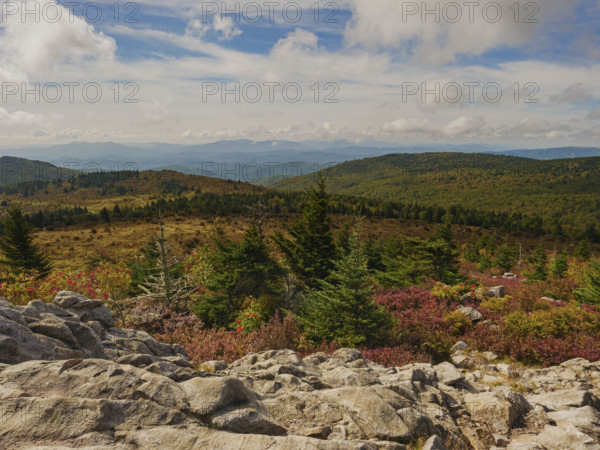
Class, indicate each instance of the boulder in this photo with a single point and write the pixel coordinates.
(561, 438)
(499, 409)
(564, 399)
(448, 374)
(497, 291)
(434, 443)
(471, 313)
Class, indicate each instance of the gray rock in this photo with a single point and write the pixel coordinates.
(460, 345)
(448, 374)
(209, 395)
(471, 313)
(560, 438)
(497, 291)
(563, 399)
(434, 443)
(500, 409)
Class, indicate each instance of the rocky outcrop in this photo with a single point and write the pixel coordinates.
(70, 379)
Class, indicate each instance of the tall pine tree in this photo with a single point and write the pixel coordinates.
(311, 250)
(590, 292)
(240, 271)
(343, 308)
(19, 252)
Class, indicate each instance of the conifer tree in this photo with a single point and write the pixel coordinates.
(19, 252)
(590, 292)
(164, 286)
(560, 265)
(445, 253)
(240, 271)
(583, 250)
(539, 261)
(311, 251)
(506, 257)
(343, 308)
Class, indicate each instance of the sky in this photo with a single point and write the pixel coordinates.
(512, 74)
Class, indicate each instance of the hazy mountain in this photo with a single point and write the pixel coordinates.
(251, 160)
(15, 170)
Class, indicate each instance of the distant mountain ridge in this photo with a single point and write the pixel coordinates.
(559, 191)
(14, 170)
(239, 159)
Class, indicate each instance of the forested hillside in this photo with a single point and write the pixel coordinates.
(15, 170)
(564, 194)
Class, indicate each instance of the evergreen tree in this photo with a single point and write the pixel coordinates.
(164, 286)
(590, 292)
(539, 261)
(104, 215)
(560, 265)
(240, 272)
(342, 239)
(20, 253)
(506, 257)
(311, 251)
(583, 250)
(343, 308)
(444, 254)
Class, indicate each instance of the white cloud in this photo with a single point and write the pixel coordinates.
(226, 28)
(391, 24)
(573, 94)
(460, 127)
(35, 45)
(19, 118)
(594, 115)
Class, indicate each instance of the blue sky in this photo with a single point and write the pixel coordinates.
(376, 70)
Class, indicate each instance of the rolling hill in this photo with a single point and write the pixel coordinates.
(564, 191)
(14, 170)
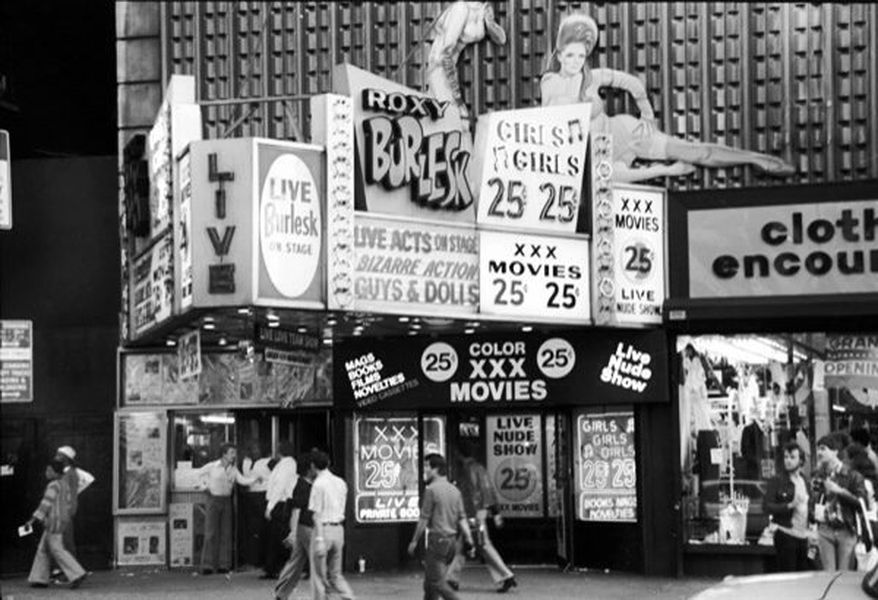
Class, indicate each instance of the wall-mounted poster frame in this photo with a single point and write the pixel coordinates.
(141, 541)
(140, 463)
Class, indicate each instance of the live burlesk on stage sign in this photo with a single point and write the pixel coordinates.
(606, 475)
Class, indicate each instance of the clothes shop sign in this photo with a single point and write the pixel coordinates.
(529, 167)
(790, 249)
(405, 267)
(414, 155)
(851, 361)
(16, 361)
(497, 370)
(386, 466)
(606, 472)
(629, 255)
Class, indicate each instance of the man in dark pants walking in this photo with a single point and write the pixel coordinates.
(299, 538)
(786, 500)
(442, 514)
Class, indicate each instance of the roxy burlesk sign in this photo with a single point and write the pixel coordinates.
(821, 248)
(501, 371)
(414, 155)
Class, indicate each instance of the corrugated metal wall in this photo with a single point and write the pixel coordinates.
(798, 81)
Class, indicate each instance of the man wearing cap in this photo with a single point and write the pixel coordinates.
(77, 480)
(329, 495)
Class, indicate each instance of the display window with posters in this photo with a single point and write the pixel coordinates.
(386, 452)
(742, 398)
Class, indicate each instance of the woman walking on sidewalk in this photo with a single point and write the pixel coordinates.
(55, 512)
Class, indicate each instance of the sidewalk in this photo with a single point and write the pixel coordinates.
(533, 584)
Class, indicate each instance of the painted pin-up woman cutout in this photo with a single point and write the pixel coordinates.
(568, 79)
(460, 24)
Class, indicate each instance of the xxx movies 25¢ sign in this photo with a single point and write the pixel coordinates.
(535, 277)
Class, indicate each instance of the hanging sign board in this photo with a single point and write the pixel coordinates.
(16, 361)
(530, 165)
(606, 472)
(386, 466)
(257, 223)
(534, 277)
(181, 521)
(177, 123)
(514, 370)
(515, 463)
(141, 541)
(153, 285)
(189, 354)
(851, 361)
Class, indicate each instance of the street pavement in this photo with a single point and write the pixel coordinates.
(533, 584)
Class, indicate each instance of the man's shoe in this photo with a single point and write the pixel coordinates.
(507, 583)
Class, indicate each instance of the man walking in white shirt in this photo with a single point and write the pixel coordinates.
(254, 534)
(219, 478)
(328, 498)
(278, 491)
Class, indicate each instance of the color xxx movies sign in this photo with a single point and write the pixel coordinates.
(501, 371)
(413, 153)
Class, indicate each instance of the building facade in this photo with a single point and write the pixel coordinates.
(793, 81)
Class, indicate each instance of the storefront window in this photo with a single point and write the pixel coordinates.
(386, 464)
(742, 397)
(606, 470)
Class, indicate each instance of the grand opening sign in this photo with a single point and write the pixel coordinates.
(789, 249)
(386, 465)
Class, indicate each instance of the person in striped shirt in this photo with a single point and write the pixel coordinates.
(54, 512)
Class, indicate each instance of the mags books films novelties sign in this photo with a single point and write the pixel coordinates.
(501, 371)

§ §

REQUIREMENTS: Give exactly the lines from the one with "Class, indicate each instance of the street" to the end of the entries, nothing before them.

RESPONSE TO THIS TASK:
Class, indicate each instance of the street pavement in this photo with a single point and write the pixel coordinates.
(533, 584)
Class, indicate each instance of the man's shoe in this photo with a single point and write the pixel coordinates.
(507, 583)
Class, indicate each instance of the man walking in white shirt in this photo with a single point and write the pixel coordinates.
(254, 534)
(219, 478)
(328, 498)
(278, 491)
Class, indicate each instance of the color xxx movies sign in this photo with a single point and write the pixel coordinates.
(501, 371)
(413, 153)
Class, indicate each instance of the building facade in this photo with a single point and write the pixel coordinates.
(793, 81)
Class, indicate each instance of the storefront window in this photo with a single point and write the pixel coordinates.
(386, 464)
(742, 397)
(606, 470)
Class, indicate each instance of the grand opening sign in this photo with a single point and write the pixel coordinates.
(789, 249)
(386, 465)
Class, indicate each instance of the person in striped shirt in this photo with a single point and write the pixel coordinates.
(54, 512)
Class, indicate each instance of the mags books films novelties sign in this photo with a single point and write the pixel coordinates.
(501, 371)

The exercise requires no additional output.